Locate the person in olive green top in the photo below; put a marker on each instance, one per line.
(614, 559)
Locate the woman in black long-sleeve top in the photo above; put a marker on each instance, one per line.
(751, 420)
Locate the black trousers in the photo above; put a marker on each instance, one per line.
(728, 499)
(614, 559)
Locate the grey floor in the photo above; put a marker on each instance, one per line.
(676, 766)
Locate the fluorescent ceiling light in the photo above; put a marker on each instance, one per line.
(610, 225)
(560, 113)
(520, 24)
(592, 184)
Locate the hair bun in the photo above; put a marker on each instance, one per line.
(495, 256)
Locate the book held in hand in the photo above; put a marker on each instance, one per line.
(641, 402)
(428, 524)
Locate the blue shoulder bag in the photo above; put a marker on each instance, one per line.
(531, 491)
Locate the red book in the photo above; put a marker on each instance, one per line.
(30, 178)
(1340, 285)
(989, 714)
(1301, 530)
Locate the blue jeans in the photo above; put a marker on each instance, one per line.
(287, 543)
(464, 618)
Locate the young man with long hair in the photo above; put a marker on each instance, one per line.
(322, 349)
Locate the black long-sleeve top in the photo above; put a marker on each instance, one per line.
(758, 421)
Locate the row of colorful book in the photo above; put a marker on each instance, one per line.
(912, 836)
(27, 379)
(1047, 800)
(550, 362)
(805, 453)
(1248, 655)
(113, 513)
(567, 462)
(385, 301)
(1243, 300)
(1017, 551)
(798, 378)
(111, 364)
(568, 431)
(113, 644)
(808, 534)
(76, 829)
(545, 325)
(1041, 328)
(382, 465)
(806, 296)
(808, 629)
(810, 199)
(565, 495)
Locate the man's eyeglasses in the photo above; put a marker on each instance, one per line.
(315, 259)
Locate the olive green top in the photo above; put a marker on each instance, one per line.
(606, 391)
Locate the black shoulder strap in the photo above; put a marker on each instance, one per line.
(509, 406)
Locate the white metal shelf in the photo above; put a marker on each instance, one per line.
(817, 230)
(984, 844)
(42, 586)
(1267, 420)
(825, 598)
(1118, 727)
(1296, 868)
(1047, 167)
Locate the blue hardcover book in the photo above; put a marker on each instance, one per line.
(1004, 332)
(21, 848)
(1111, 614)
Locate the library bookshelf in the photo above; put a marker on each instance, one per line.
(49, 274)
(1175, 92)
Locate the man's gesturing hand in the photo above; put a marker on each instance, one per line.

****

> JOB: Restate the final lines of the listing above word for word, beginning at the line that contains "Locate the olive".

> RESULT OF THIS EXERCISE:
Locate the olive green top in the photo above; put a marker on each instance, one per line.
(606, 391)
Locate the black shoulder strap in the photo above; put a marker on each instance, one per line.
(509, 406)
Locate the white metal shelf in the photo above; put a marker on each instance, one per line.
(817, 230)
(984, 844)
(42, 586)
(1267, 420)
(825, 598)
(1118, 727)
(1296, 868)
(1047, 167)
Locate the blue hardcover book in the photo above; put a marker on each instance, one per line.
(1004, 332)
(21, 848)
(1111, 614)
Locate the library bookshelf in the photo above; put a marker on each instance, one per line.
(49, 274)
(1175, 92)
Locate the man's gesturing hand in the photo above; put a marker on each instance, one per line.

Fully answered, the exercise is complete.